> [PAGE TEXT]
━━━━━━

The CMS Hospital-Acquired Condition Reduction Program is based on two sets of infection measurements: Medicare claims data information from medical charts that hospital provide to the Centers for Disease Control and Prevention. The events that affect scores include central line-associated infections, surgical site infections, pressure ulcers, in-hospital falls, respiratory failure and sepsis after surgery. CMS rates hospitals relative to the national average and to their own past performance.
By design, the bottom quartile are subject to Medicare payment penalties even though the benchmark has changed over time as hospitals overall improve their infection rates. For example, the bar was slightly higher for 2022 than it was for 2018, meaning a hospital that earned the same score each year would have been penalized in 2022 but not in 2018.
In other words, hospitals prevented infections more effectively but, for some, it wasn’t enough as compared to their peers to avoid penalties.
“It’s not surprising that the bottom would be better, because the field as a whole pre-pandemic was focused on best practices around things like central-line infections and ways to embed processes into electronic health records,” Gandhi said. The program itself deserves credit for pressuring hospitals to act, she said.

━━━━━━

(Source records)
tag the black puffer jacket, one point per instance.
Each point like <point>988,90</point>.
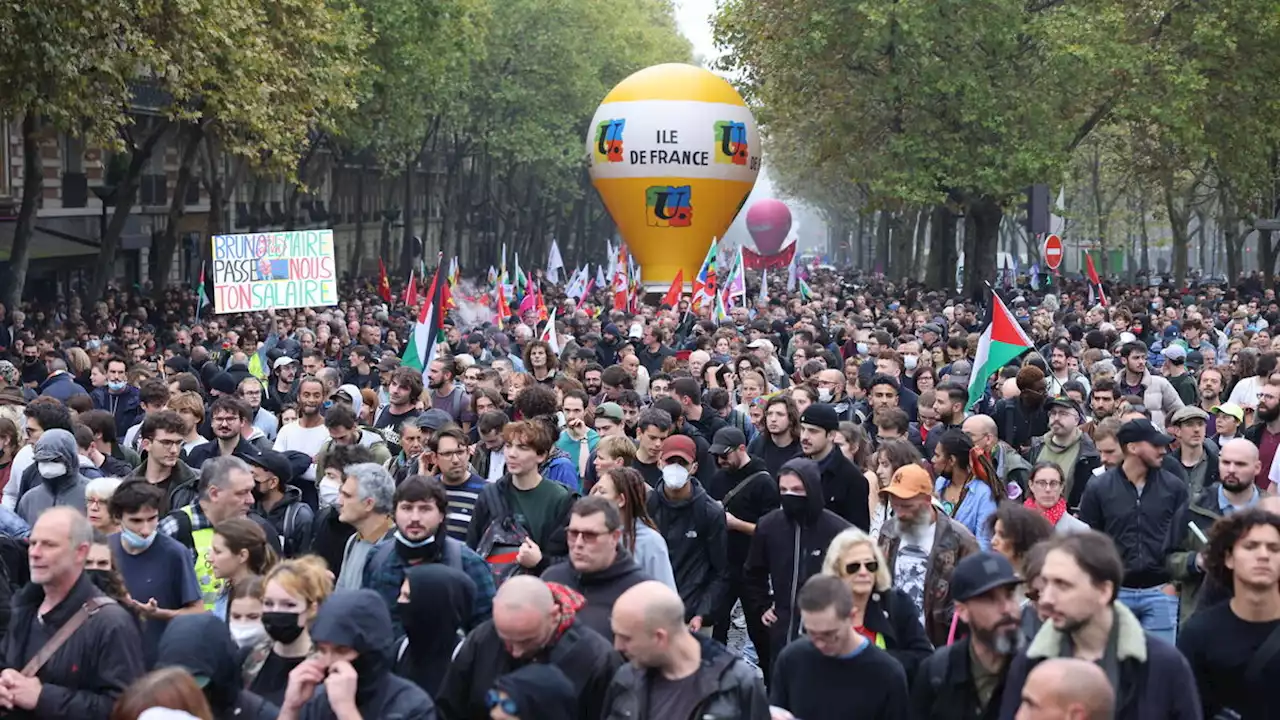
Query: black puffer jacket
<point>600,589</point>
<point>696,541</point>
<point>360,620</point>
<point>204,647</point>
<point>785,552</point>
<point>88,673</point>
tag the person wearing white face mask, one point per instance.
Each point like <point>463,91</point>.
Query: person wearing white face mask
<point>58,479</point>
<point>694,527</point>
<point>156,569</point>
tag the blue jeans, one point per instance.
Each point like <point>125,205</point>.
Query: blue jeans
<point>1155,610</point>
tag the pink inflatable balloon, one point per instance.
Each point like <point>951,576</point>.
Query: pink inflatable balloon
<point>768,220</point>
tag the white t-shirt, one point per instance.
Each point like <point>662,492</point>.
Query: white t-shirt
<point>302,440</point>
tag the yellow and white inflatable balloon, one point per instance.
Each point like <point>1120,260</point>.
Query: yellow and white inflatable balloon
<point>673,155</point>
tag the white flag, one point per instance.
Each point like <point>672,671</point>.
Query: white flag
<point>554,263</point>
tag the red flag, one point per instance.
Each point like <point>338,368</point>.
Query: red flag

━━━━━━

Copy the hospital infection article from "By design, the" through "to avoid penalties.", and swap every "penalties" for "fines". The data has nothing to do with the hospital infection article.

By design, the bottom quartile are subject to Medicare payment fines even though the benchmark has changed over time as hospitals overall improve their infection rates. For example, the bar was slightly higher for 2022 than it was for 2018, meaning a hospital that earned the same score each year would have been penalized in 2022 but not in 2018.
In other words, hospitals prevented infections more effectively but, for some, it wasn’t enough as compared to their peers to avoid fines.